Data excerpts
▼▼▼

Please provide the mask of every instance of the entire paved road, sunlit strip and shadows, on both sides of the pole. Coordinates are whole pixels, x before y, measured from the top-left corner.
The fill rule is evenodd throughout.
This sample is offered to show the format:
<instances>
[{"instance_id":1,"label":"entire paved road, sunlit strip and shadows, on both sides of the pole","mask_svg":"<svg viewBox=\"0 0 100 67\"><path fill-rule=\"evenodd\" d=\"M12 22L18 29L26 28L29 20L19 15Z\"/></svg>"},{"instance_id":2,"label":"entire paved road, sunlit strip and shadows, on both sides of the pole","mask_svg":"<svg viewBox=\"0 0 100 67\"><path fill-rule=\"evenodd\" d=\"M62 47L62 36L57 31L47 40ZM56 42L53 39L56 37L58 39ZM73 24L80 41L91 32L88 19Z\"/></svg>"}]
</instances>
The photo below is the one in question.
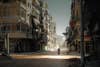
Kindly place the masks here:
<instances>
[{"instance_id":1,"label":"entire paved road, sunlit strip and shadows, on both sides of the pole","mask_svg":"<svg viewBox=\"0 0 100 67\"><path fill-rule=\"evenodd\" d=\"M88 61L85 67L99 67L100 61ZM80 56L77 53L57 55L55 52L0 55L0 67L80 67Z\"/></svg>"}]
</instances>

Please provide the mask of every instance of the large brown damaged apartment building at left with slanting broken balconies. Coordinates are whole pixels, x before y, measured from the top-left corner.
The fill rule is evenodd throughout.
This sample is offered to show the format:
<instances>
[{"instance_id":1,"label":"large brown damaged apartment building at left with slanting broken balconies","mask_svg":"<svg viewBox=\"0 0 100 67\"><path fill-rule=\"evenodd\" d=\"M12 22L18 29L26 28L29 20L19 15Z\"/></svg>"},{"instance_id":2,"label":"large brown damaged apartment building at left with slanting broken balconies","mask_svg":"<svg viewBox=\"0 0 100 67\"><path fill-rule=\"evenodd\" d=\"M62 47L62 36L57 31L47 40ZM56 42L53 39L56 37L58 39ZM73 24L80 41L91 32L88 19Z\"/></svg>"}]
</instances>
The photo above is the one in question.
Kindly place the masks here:
<instances>
[{"instance_id":1,"label":"large brown damaged apartment building at left with slanting broken balconies","mask_svg":"<svg viewBox=\"0 0 100 67\"><path fill-rule=\"evenodd\" d=\"M37 39L40 20L34 7L37 5L40 7L38 0L0 0L1 50L9 47L10 52L23 52L35 48L32 41Z\"/></svg>"}]
</instances>

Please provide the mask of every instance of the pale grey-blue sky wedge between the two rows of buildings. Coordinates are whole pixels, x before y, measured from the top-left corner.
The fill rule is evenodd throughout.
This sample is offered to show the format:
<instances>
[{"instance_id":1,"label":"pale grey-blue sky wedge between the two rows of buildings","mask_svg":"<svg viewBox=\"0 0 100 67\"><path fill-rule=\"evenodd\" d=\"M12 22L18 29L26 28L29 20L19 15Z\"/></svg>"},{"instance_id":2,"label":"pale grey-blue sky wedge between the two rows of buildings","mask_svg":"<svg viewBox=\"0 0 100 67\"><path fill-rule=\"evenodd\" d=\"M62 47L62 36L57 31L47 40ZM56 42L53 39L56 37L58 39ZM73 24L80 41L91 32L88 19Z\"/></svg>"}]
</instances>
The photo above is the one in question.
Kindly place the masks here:
<instances>
[{"instance_id":1,"label":"pale grey-blue sky wedge between the two rows of buildings","mask_svg":"<svg viewBox=\"0 0 100 67\"><path fill-rule=\"evenodd\" d=\"M46 0L48 9L53 20L56 22L56 33L63 35L66 27L69 25L71 14L71 0Z\"/></svg>"}]
</instances>

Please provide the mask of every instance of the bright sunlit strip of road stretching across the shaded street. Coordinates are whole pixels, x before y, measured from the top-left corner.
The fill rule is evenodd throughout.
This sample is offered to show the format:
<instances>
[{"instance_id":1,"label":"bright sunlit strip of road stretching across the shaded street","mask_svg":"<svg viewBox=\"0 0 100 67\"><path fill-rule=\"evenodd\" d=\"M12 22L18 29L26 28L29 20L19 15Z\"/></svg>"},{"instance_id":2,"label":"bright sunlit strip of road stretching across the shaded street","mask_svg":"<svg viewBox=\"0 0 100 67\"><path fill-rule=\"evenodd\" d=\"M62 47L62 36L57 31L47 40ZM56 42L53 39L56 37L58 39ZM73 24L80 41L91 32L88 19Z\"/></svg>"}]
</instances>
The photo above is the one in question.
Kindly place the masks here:
<instances>
[{"instance_id":1,"label":"bright sunlit strip of road stretching across the shaded street","mask_svg":"<svg viewBox=\"0 0 100 67\"><path fill-rule=\"evenodd\" d=\"M71 59L80 58L76 55L11 55L14 59Z\"/></svg>"}]
</instances>

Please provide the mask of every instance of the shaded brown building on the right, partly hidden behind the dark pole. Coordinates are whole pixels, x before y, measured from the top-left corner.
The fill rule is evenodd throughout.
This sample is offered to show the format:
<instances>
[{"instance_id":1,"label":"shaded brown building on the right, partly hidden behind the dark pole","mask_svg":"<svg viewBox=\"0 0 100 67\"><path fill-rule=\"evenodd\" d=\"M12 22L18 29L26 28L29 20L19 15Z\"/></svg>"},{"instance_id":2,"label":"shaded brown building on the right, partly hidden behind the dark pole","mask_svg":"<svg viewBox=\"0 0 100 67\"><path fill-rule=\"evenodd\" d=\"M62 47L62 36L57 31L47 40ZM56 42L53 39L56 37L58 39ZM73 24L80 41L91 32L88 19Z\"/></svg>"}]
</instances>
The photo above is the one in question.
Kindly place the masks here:
<instances>
[{"instance_id":1,"label":"shaded brown building on the right, partly hidden behind the dark pole","mask_svg":"<svg viewBox=\"0 0 100 67\"><path fill-rule=\"evenodd\" d=\"M84 23L84 50L85 53L91 53L93 49L92 38L90 34L88 33L87 25L89 23L88 21L88 14L87 14L87 8L82 6L84 10L82 10L82 16L83 16L83 23ZM80 0L72 0L71 4L71 18L69 22L71 35L69 37L69 44L70 47L74 46L73 51L80 52L80 41L81 41L81 7L80 7Z\"/></svg>"}]
</instances>

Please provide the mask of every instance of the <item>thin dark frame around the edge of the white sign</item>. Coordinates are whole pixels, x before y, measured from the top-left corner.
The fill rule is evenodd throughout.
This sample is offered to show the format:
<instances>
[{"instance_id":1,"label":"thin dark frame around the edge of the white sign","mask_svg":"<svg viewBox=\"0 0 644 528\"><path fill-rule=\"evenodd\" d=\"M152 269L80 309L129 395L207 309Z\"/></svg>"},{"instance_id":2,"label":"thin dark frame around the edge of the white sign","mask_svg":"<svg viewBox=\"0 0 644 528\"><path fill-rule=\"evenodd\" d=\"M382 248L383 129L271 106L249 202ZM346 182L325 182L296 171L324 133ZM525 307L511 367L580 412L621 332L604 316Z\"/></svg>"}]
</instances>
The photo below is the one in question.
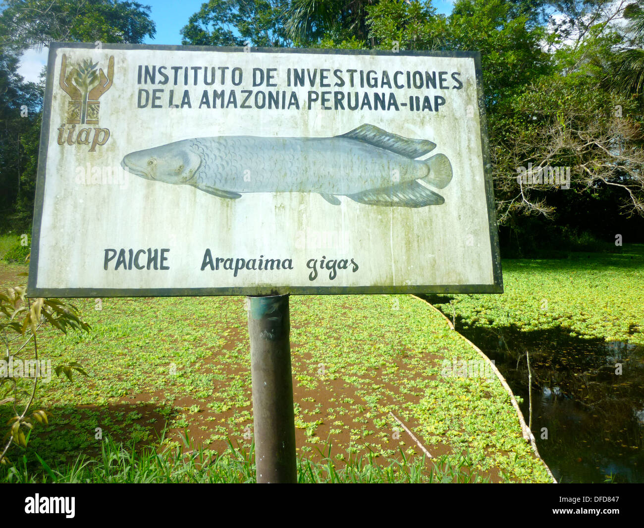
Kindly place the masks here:
<instances>
[{"instance_id":1,"label":"thin dark frame around the edge of the white sign","mask_svg":"<svg viewBox=\"0 0 644 528\"><path fill-rule=\"evenodd\" d=\"M480 122L480 139L482 146L484 187L488 209L489 242L491 247L491 265L493 284L430 284L424 286L252 286L223 288L37 288L37 271L39 262L39 242L43 220L43 202L45 188L45 171L47 150L50 139L52 114L53 83L55 81L55 58L60 48L95 49L89 43L51 43L48 59L48 76L44 97L43 122L38 159L36 183L32 253L29 269L28 295L30 297L187 297L206 295L328 295L328 294L407 294L407 293L503 293L500 252L498 246L497 218L493 195L491 163L489 161L488 127L485 113L485 101L482 89L482 74L479 52L390 52L379 50L328 50L299 48L251 48L252 53L271 54L332 54L332 55L393 55L413 57L455 57L470 58L475 64L477 83L478 110ZM212 46L163 46L144 44L104 44L102 50L182 50L187 52L227 52L244 53L244 48ZM51 177L51 176L50 176Z\"/></svg>"}]
</instances>

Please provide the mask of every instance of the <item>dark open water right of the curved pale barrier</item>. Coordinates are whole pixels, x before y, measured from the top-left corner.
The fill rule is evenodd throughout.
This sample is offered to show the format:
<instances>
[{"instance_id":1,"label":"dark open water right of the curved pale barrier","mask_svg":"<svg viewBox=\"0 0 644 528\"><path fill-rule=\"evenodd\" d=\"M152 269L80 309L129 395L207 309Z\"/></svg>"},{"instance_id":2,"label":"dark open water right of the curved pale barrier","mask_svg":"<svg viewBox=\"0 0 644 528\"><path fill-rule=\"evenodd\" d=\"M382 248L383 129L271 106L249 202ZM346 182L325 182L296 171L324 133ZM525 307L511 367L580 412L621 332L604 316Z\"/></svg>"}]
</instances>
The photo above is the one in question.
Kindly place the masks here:
<instances>
[{"instance_id":1,"label":"dark open water right of the curved pale barrier","mask_svg":"<svg viewBox=\"0 0 644 528\"><path fill-rule=\"evenodd\" d=\"M458 318L456 328L524 399L526 423L528 351L532 431L559 482L605 482L611 474L612 482L644 482L644 346L571 337L564 328L464 328Z\"/></svg>"}]
</instances>

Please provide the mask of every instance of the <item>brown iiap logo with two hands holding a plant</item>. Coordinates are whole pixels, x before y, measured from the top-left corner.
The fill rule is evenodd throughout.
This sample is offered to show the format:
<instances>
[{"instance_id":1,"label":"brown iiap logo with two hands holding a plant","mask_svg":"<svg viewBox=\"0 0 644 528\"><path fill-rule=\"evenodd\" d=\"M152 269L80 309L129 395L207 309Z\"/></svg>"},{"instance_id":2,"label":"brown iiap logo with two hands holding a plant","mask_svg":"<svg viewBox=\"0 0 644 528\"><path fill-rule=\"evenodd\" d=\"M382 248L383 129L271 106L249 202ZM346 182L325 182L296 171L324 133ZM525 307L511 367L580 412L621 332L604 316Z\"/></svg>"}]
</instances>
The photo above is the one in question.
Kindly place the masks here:
<instances>
[{"instance_id":1,"label":"brown iiap logo with two hands holding a plant","mask_svg":"<svg viewBox=\"0 0 644 528\"><path fill-rule=\"evenodd\" d=\"M59 84L69 95L65 122L58 128L59 145L90 145L90 152L108 142L109 129L99 126L76 128L77 125L99 124L100 97L109 90L114 79L114 55L108 60L108 73L98 69L99 63L85 59L70 66L62 55Z\"/></svg>"}]
</instances>

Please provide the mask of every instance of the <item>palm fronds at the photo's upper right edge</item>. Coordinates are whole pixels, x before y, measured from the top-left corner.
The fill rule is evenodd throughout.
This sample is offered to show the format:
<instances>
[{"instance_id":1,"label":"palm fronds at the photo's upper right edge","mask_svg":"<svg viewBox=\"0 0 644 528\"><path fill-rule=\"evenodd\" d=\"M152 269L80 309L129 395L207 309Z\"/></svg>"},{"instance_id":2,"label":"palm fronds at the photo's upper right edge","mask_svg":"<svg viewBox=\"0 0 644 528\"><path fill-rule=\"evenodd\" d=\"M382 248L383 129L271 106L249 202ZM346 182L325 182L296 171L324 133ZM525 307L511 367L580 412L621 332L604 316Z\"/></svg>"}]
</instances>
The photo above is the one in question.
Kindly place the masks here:
<instances>
[{"instance_id":1,"label":"palm fronds at the photo's upper right edge","mask_svg":"<svg viewBox=\"0 0 644 528\"><path fill-rule=\"evenodd\" d=\"M624 9L624 18L629 21L629 30L638 43L644 41L644 8L633 3ZM644 105L644 49L622 50L614 64L612 88L622 95L635 95Z\"/></svg>"}]
</instances>

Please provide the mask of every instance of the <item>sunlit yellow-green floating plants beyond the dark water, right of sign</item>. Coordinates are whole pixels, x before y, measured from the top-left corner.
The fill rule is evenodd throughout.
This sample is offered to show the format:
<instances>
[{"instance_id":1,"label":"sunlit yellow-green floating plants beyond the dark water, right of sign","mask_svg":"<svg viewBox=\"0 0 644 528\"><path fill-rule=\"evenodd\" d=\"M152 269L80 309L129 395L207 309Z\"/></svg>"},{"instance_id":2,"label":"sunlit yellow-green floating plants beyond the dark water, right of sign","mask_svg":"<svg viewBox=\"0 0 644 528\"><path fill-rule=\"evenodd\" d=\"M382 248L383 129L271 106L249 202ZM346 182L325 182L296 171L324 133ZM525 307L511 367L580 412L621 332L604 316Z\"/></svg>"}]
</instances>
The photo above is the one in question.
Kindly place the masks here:
<instances>
[{"instance_id":1,"label":"sunlit yellow-green floating plants beyond the dark water, right of sign","mask_svg":"<svg viewBox=\"0 0 644 528\"><path fill-rule=\"evenodd\" d=\"M503 260L503 295L434 296L464 327L562 327L573 337L644 344L644 246L569 259ZM450 306L451 300L451 306Z\"/></svg>"}]
</instances>

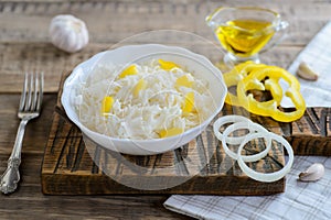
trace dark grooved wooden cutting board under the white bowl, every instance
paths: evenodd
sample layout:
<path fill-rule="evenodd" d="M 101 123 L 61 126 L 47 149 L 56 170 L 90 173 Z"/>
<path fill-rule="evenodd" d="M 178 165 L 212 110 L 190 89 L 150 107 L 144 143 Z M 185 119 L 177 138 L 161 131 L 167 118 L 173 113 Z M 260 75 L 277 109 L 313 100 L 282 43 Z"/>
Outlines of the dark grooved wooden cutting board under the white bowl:
<path fill-rule="evenodd" d="M 109 194 L 201 194 L 271 195 L 285 190 L 285 179 L 259 183 L 242 173 L 235 161 L 224 153 L 212 125 L 189 144 L 164 154 L 131 156 L 106 150 L 88 139 L 66 117 L 60 97 L 45 146 L 41 182 L 46 195 Z M 242 108 L 224 106 L 218 117 L 247 116 Z M 284 135 L 297 155 L 331 155 L 331 110 L 310 108 L 292 123 L 249 114 L 277 134 Z M 252 144 L 247 153 L 264 148 Z M 276 172 L 285 164 L 282 146 L 273 143 L 268 156 L 249 163 L 258 172 Z"/>

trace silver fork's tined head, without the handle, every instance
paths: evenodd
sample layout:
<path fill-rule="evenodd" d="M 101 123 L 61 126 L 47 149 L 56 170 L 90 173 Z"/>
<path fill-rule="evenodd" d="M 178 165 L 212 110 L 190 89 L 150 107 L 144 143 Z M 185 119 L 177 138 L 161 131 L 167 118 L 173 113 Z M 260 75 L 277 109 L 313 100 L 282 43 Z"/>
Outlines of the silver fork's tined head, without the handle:
<path fill-rule="evenodd" d="M 19 111 L 40 111 L 43 99 L 43 73 L 25 73 Z"/>

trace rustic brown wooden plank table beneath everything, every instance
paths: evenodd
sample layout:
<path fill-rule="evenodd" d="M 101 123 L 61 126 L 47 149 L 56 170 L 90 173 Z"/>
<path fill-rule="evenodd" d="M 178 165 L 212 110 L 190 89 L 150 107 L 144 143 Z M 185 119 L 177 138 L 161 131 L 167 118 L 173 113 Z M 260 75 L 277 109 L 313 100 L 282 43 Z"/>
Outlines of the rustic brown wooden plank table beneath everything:
<path fill-rule="evenodd" d="M 145 31 L 174 29 L 214 41 L 204 18 L 218 6 L 259 6 L 280 12 L 290 23 L 288 37 L 266 53 L 263 61 L 285 68 L 331 18 L 328 0 L 1 1 L 0 173 L 7 167 L 17 133 L 23 73 L 43 70 L 46 94 L 41 117 L 26 128 L 20 187 L 10 196 L 0 196 L 0 218 L 185 219 L 163 208 L 168 196 L 44 196 L 41 164 L 63 73 L 125 37 Z M 61 13 L 72 13 L 86 22 L 90 43 L 82 52 L 70 55 L 50 43 L 50 21 Z"/>

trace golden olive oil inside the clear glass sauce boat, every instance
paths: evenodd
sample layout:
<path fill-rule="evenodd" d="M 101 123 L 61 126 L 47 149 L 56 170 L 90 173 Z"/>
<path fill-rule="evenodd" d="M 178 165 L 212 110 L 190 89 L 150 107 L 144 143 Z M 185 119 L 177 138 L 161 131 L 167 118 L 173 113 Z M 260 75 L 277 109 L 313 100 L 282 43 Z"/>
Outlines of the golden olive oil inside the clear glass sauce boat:
<path fill-rule="evenodd" d="M 273 37 L 275 30 L 268 29 L 271 25 L 259 20 L 232 20 L 220 25 L 215 34 L 226 51 L 239 57 L 249 57 Z"/>

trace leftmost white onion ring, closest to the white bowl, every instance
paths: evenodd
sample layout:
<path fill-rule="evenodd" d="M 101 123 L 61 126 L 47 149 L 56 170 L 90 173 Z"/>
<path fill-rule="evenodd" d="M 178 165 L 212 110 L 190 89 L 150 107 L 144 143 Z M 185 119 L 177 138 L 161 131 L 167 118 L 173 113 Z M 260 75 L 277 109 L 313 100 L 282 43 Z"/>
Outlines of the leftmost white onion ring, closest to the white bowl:
<path fill-rule="evenodd" d="M 252 122 L 249 119 L 242 117 L 242 116 L 224 116 L 217 119 L 213 125 L 215 136 L 221 141 L 223 139 L 223 134 L 220 132 L 221 127 L 227 123 L 235 123 L 235 122 Z M 252 122 L 253 123 L 253 122 Z M 249 133 L 255 132 L 254 130 L 249 130 Z M 224 132 L 223 132 L 224 133 Z M 245 139 L 244 136 L 227 136 L 226 142 L 229 144 L 241 144 L 242 141 Z"/>

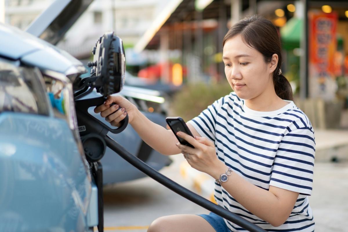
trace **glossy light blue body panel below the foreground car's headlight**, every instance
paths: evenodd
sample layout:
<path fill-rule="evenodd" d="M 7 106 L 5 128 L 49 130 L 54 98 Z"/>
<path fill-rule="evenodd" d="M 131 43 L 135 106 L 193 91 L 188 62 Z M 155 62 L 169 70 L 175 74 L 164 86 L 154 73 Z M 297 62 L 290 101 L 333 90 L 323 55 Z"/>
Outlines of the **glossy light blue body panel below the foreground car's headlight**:
<path fill-rule="evenodd" d="M 0 231 L 88 230 L 91 179 L 67 123 L 2 112 L 0 141 Z"/>

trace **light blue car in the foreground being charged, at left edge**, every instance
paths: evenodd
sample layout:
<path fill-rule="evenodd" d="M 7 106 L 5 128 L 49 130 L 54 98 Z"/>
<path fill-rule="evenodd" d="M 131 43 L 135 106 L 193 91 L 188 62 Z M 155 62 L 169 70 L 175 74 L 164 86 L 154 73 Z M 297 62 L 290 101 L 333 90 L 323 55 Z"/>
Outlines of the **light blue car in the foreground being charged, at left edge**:
<path fill-rule="evenodd" d="M 74 78 L 84 67 L 0 24 L 0 231 L 93 231 L 98 189 L 80 141 Z"/>

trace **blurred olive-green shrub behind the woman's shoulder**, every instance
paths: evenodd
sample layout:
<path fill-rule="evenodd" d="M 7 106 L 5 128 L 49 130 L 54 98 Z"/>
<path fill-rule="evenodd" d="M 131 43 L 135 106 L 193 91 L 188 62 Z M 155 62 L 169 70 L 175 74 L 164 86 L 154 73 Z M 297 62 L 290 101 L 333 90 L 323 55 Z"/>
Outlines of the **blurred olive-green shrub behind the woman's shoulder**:
<path fill-rule="evenodd" d="M 220 83 L 189 83 L 176 93 L 169 103 L 168 116 L 181 117 L 185 122 L 198 116 L 214 101 L 226 96 L 233 90 L 225 80 Z"/>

▲▲▲

→ ABOUT THIS EXERCISE
Select the lines from the entries that include the word "trace".

→ REPLY TO THE EXERCISE
trace dark grooved wooden cutting board under the white bowl, every instance
trace silver fork's tined head, without the handle, every instance
trace rustic brown wooden plank table beneath everything, every instance
trace golden olive oil inside the clear glass sauce boat, every instance
trace leftmost white onion ring, closest to the white bowl, every instance
trace **glossy light blue body panel below the foreground car's headlight**, every instance
trace **light blue car in the foreground being charged, at left edge**, every instance
trace **blurred olive-green shrub behind the woman's shoulder**, every instance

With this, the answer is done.